Metin Bölümü

Sorumlusu kimdir?
Yüzde 69’u “asla olmaz” diyor...
Yüzde 13’ü de ‘kabul etmediğini’ söylüyor...
Yapılan son kamuoyu araştırmasının sonuçları oldukça dikkat çekici...
Rumların yüzde 27’si, Kıbrıslı Türklere hiç güvenmiyor...
Yüzde 42’si ise ‘az güvendiğini’ belirtiyor...
Peki birlikte yaşam?..
İşte bu konuda ‘olumlu’ düşünenlerin sayısı artıyor...
Yüzde 25’lik bir kesim, “kesinlikle Kıbrıslı Türklerle birlikte yaşayabiliriz” derken, yüzde 40’ı ‘galiba yaşayabileceğini’ itiraf ediyor...
Kuşkusuz ‘galiba’ ifadesi, hâlâ kafalarda çelişkilerin olduğunu gösteriyor...
Bunun da “evet yaşayabilirim”e dönüşebilmesi için Rum liderliğine, kiliseye ve medyaya büyük görevler düşüyor...
Güney Lefkoşa’daki üniversite tarafından yaptırılan bu araştırmanın sonuçlarını istediğiniz yöne çekebilirsiniz...
Özellikle ‘evlilikle ilgili’ sonucu örnek alarak ‘düşmanlık duygularının’ dorukta olduğunu iddia etmek de mümkündür...
Ne var ki; son 50 yılda yaşananlara ve iki toplum arasındaki çatışmalara bakıldığı zaman, ortaya çıkan sonuçta bir gariplik yoktur...
Sınır kapılarının açıldığı 23 Nisan 2003 yılından bu yana, Kıbrıslı Türklerle, Kıbrıslı Rumlar arasındaki sosyal ve kültürel ilişkileri teşvik edici ‘güçlü kampanyalar’ düzenlenseydi, sonuç çok daha farklı olabilirdi...
Ama, iki toplumun ilişkileri güneydeki ‘etkili güçler’ tarafından sürekli engellendi...
Hem siyasiler, hem de kilise ve medyanın önemli bir bölümü, iki toplum arasındaki ilişkilerin gelişmesine engel oldu...
Düşmanlık tohumları yaymak için büyük paralar harcandı...
Büyük bir kesim bunların etkisi altında kaldığı için, Kıbrıslı Türklerle evliliğe elbette ‘sıcak’ bakılmayacak ve “hayır” denecekti...

Veriler
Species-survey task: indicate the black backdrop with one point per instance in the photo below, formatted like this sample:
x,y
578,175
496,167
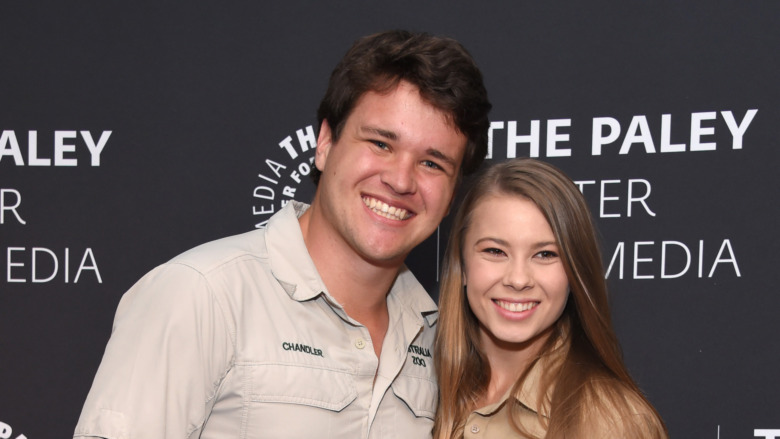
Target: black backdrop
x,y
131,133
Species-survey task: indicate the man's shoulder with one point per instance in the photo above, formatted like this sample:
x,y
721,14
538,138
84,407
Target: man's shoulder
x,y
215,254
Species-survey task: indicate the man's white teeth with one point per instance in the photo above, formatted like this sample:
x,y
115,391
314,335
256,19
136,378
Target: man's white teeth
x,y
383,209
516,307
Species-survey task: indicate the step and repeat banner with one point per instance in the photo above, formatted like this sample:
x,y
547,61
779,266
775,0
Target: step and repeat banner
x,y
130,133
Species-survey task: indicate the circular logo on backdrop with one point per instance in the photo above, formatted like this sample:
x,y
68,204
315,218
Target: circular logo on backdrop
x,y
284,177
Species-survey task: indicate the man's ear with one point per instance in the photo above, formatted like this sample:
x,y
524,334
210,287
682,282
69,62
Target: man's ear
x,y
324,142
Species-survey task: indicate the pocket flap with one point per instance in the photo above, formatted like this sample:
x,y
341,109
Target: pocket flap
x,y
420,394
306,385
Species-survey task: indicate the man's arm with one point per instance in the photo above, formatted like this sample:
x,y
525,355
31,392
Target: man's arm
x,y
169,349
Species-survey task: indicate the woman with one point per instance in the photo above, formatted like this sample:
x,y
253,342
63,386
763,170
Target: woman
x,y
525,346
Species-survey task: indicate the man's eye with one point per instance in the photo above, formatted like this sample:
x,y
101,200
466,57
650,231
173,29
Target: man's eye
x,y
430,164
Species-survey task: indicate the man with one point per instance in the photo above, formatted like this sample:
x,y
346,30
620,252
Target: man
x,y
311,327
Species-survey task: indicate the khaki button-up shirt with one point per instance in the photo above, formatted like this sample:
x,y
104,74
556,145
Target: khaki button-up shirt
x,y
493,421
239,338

--

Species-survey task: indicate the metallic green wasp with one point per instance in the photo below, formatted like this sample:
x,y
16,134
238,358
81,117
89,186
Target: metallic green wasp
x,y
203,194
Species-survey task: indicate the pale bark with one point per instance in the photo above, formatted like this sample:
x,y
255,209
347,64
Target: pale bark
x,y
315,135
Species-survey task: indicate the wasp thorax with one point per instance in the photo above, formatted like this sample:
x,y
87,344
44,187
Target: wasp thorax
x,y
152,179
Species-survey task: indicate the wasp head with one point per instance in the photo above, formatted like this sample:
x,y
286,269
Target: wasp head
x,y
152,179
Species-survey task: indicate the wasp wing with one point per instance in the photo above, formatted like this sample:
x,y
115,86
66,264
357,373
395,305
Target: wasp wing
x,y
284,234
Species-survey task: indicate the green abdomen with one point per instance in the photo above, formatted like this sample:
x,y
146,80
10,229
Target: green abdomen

Yapılacaklar
a - Metnin "Kuşkusuz ‘galiba’ ifadesi, hâlâ" ile başlayıp "daha farklı olabilirdi..." ile biten kısmını olduğu gibi yineleyin.
b - Metne göre sınır kapıları hangi tarihte açılmıştır?
Bu çalışmada verilere ihtiyaç yoktur.

Sonuçlar
a -
Kuşkusuz ‘galiba’ ifadesi, hâlâ kafalarda çelişkilerin olduğunu gösteriyor...
Bunun da “evet yaşayabilirim”e dönüşebilmesi için Rum liderliğine, kiliseye ve medyaya büyük görevler düşüyor...
Güney Lefkoşa’daki üniversite tarafından yaptırılan bu araştırmanın sonuçlarını istediğiniz yöne çekebilirsiniz...
Özellikle ‘evlilikle ilgili’ sonucu örnek alarak ‘düşmanlık duygularının’ dorukta olduğunu iddia etmek de mümkündür...
Ne var ki; son 50 yılda yaşananlara ve iki toplum arasındaki çatışmalara bakıldığı zaman, ortaya çıkan sonuçta bir gariplik yoktur...
Sınır kapılarının açıldığı 23 Nisan 2003 yılından bu yana, Kıbrıslı Türklerle, Kıbrıslı Rumlar arasındaki sosyal ve kültürel ilişkileri teşvik edici ‘güçlü kampanyalar’ düzenlenseydi, sonuç çok daha farklı olabilirdi...

b - 23 Nisan 2003